◆ Document text ◆
....
# ViP 211/211K - Video on Demand



## prashp1

Hello. Will Dish Network support Video on Demand on ViP 211/211K? Since it has an external hard drive it is still a DVR. Thanks


----------



## BattleZone

No.


----------



## Michael1

Does it now? No. 

Will it? I don't think anyone knows.


----------



## Jim5506

Dish will not add VOD to the 211/411 because the EHD used is of unknown size.

If Dish reserves 100GB of space for VOD and you connect a 120GB EHD you get less than 20 GB of recording space (more like 5GB because of OS requirements) - this would not result in a very happy camper, and with the minimum EHD size being 50GB, space for both VOD and recordings would be sparse.


----------



## P Smith

Jim5506 said:


> Dish will not add VOD to the 211/411 because the EHD used is of unknown size.
> 
> If Dish reserves 100GB of space for VOD and you connect a 120GB EHD you get less than 20 GB of recording space (more like 5GB because of OS requirements) - this would not result in a very happy camper, and with the minimum EHD size being 50GB, space for both VOD and recordings would be sparse.


It shouldn't be that dumb. 
Any programmer would check disk space/size and could make more appropriate decision and would inform a customer why it cannot be done now and what he/she should do to get the feature.


----------
....
◆ Dataset content ◆
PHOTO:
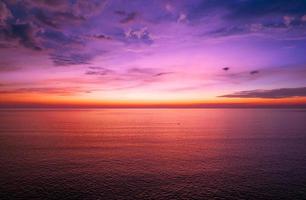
....
Can you extract the forum thread verbatim, from "Any programmer would" up to and including "get the feature."? This material was taken from a different source.

Any programmer would check disk space/size and could make more appropriate decision and would inform a customer why it cannot be done now and what he/she should do to get the feature.